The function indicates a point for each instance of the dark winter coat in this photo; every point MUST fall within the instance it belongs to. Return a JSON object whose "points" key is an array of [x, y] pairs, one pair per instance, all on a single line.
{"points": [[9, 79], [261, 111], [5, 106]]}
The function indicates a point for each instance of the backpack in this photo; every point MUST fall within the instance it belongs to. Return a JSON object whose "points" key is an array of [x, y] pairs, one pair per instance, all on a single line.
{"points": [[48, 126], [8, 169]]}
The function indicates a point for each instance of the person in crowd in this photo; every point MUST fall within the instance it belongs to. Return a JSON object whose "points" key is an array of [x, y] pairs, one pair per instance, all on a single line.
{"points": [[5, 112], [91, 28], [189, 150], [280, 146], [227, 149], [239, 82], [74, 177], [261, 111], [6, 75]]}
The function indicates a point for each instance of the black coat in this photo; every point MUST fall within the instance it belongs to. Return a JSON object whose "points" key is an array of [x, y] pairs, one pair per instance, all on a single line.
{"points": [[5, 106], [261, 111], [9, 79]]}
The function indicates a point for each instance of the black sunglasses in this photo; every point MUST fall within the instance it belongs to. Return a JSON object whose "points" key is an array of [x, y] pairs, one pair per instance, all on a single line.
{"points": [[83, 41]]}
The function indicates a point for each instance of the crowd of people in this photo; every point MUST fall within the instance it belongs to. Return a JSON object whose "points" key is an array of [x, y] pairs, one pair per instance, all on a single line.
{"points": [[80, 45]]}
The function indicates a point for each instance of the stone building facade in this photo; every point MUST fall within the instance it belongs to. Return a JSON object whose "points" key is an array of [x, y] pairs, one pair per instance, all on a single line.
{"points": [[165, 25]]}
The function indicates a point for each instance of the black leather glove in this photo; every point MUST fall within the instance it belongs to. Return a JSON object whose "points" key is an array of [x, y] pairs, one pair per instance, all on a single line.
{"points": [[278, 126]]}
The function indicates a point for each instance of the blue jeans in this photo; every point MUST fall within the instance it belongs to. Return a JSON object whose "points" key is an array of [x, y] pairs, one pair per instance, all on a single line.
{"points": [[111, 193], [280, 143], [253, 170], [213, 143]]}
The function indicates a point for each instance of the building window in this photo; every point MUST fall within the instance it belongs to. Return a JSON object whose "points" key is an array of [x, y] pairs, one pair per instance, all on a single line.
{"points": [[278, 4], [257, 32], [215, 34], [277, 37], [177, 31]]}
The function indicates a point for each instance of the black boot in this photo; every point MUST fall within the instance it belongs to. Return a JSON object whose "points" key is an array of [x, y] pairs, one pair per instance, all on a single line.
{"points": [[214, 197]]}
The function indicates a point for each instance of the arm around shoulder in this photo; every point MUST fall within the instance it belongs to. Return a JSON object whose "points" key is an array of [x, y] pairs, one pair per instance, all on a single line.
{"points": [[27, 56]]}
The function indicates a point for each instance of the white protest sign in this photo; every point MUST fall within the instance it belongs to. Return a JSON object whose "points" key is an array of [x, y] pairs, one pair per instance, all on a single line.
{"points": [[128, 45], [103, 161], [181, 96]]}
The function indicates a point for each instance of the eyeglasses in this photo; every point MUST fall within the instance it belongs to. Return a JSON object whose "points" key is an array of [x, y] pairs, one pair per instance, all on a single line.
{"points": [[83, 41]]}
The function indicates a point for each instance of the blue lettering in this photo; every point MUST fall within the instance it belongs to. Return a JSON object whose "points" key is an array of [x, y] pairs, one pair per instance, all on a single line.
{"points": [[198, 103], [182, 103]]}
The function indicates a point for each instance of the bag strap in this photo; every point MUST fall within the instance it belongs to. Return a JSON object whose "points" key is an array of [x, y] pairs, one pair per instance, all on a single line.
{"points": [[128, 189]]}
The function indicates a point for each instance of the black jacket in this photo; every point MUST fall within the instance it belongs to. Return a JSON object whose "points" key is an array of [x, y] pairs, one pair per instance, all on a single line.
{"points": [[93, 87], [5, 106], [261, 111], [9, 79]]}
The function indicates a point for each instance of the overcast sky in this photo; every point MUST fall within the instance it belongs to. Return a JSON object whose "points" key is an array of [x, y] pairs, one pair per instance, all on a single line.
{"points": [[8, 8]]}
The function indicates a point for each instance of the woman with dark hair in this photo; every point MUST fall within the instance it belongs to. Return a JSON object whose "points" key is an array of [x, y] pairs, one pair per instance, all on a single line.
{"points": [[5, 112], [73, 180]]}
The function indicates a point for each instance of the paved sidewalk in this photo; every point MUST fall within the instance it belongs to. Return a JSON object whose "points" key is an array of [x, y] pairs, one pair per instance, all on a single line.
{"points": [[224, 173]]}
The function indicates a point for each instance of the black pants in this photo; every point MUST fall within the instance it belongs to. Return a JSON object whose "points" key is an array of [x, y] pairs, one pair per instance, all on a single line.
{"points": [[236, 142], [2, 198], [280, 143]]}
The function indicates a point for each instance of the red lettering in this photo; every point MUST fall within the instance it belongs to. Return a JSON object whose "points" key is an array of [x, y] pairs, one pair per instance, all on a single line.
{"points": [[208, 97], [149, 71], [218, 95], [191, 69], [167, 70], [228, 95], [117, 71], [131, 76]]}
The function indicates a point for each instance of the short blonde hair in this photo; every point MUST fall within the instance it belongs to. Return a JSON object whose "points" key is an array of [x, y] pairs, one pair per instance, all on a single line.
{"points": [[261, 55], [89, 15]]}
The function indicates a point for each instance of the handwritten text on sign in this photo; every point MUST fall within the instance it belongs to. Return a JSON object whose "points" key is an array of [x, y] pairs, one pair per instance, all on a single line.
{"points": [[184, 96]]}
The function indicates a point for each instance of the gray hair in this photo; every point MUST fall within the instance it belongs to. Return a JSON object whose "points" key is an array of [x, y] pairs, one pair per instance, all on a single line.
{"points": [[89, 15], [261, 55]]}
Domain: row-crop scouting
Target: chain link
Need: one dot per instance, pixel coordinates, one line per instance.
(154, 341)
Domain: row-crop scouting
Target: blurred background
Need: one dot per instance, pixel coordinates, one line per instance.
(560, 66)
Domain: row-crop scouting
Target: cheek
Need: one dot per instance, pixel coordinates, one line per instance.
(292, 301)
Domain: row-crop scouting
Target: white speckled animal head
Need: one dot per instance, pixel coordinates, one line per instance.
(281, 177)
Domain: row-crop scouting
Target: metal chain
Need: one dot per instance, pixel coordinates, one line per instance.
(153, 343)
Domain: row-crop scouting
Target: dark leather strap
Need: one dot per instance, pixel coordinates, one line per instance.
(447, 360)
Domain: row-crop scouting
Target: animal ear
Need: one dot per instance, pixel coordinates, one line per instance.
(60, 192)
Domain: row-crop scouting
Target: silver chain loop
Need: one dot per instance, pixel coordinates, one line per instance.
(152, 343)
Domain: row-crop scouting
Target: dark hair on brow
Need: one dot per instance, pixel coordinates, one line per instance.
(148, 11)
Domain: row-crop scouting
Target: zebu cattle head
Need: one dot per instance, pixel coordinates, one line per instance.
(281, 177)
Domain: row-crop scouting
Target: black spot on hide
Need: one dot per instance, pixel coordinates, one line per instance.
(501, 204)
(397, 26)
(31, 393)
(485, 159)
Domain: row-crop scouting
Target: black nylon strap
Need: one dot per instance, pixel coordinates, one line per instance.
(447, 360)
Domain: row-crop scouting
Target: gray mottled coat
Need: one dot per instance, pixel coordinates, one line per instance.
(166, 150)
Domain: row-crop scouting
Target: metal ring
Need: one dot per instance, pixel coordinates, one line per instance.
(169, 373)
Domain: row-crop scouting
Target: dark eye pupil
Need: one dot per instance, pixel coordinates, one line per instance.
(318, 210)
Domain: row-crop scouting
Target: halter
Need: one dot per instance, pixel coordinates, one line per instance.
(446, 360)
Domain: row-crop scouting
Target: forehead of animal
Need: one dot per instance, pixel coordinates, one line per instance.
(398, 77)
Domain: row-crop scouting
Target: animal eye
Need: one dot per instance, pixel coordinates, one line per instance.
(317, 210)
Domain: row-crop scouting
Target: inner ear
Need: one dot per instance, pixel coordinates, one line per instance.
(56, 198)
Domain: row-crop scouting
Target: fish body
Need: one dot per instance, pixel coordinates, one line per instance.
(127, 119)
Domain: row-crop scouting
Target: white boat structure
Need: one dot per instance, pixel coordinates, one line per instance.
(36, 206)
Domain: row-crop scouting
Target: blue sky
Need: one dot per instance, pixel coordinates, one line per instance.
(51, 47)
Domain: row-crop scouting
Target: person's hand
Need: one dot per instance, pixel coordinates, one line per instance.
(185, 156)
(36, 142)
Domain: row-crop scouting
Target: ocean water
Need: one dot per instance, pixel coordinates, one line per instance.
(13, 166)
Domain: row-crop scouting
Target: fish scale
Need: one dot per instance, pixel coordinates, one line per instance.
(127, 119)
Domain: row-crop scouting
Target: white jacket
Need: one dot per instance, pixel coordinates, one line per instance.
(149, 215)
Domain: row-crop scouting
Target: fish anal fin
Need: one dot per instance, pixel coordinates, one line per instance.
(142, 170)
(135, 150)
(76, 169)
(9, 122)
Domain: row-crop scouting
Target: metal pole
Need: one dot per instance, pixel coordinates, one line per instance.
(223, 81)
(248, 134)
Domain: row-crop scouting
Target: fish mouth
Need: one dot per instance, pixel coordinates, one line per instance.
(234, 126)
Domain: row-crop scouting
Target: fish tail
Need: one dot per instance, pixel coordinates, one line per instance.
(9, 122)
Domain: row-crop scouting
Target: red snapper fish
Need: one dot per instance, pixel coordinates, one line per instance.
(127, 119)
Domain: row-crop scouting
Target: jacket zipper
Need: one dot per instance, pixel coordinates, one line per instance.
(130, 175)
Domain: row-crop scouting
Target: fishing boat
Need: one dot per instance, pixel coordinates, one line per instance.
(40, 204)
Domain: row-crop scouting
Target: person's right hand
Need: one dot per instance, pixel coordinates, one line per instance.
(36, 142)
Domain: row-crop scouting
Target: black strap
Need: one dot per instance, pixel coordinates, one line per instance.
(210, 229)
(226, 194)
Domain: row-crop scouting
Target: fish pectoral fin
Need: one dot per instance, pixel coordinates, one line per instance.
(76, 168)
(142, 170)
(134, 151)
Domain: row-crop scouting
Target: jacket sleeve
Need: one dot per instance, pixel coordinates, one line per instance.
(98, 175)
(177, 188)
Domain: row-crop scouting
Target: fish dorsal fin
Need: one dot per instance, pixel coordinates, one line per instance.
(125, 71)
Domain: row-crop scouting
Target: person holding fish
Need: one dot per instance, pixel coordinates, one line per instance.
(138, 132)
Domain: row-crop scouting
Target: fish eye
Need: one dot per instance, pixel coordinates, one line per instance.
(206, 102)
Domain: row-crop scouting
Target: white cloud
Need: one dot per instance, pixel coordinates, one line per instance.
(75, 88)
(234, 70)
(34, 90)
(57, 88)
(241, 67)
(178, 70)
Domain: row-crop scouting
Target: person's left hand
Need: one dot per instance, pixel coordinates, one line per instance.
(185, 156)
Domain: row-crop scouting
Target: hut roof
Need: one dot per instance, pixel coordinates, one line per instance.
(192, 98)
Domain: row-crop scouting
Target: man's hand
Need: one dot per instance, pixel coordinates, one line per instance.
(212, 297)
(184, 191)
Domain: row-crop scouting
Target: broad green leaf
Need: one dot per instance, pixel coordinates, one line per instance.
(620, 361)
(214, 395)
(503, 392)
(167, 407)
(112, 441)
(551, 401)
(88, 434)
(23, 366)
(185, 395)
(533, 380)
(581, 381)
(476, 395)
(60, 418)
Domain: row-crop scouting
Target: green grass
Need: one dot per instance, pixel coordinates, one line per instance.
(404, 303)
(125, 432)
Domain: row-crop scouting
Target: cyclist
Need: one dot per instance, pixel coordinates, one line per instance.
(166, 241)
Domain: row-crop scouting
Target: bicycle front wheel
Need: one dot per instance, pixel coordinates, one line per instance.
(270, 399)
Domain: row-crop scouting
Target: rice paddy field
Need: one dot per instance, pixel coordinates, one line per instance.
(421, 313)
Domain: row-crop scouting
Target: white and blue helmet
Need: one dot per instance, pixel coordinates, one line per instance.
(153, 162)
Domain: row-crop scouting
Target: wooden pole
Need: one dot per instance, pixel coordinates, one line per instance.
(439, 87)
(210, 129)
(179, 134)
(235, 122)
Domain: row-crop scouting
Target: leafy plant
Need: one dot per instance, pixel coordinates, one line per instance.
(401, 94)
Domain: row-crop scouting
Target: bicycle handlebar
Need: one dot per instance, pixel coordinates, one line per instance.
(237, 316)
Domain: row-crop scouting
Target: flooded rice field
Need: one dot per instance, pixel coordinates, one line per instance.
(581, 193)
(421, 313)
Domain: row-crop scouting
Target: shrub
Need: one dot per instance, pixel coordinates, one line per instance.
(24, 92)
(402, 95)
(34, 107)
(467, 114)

------------------------------------------------

• _Task statement_
Please collect every line of the entries that contains the string "gray". Case counts, so only matches with the same capitalization qualify.

• _Result below_
The function indicates a point for each instance of the gray hair in this photo; every point MUST fall within the instance it belongs to. Return a JSON object whose "points" key is an array of [x, y] pairs, one pair per instance, all on a single line.
Target: gray mottled coat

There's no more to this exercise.